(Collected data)
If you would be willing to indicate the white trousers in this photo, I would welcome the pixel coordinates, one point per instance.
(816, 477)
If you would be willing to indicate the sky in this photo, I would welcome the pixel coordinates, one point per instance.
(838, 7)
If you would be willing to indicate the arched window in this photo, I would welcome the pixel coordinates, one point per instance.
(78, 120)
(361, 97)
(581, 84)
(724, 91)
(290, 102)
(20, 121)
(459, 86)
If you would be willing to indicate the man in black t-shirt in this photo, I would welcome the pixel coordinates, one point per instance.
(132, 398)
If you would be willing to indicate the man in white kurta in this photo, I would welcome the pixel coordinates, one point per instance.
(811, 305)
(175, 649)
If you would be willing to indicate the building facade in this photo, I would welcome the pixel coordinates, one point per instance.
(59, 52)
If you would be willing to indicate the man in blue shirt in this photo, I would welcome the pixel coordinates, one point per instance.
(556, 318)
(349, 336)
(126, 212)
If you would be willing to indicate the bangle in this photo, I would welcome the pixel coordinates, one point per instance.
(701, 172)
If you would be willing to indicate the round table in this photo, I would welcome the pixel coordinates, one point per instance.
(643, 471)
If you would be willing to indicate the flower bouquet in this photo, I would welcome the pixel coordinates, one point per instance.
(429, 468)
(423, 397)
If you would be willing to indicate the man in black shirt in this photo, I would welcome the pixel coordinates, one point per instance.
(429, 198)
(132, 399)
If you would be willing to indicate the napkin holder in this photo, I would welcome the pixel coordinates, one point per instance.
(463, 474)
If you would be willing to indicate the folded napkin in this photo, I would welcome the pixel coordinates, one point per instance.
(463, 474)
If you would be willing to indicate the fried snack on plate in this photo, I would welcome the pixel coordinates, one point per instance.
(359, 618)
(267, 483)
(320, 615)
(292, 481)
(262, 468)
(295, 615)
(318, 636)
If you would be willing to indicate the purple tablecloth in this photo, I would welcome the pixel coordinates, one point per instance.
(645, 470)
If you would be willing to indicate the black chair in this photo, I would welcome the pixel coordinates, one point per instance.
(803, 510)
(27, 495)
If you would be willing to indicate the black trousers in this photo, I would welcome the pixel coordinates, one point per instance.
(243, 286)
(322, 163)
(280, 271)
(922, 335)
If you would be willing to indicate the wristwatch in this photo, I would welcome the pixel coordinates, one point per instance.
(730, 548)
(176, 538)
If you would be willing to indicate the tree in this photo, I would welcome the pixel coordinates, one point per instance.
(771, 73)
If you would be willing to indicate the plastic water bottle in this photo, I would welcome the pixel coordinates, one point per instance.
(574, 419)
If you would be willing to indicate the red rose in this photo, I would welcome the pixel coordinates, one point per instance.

▸ **Exercise requirements**:
Give exactly the lines from the one with "If you would be willing to indicate the black chair" to the end of the entries, nothing before them.

▸ **Task solution**:
If you would be willing to indicate the black chair in this photo, I would welcome the pixel coordinates, one point per instance.
(803, 510)
(27, 495)
If you would be willing to indicate the black trousers in this photo, I would welcome the pixel coordinates, one point per instance.
(243, 286)
(322, 163)
(280, 271)
(922, 335)
If you would be willing to indicate the wristwatch in this photo, I would welcome the pixel coordinates, one point per instance.
(730, 548)
(176, 538)
If you would be willing to indicate the tree in this photo, I would welcome the pixel coordinates, one point per instance.
(771, 73)
If you would be willing to indicate the plastic water bottle in this photo, I would welcome the pixel coordinates, one point per instance.
(574, 419)
If you would be willing to indicate the red rose in this photo, I would welcome the pixel coordinates, one point per instance.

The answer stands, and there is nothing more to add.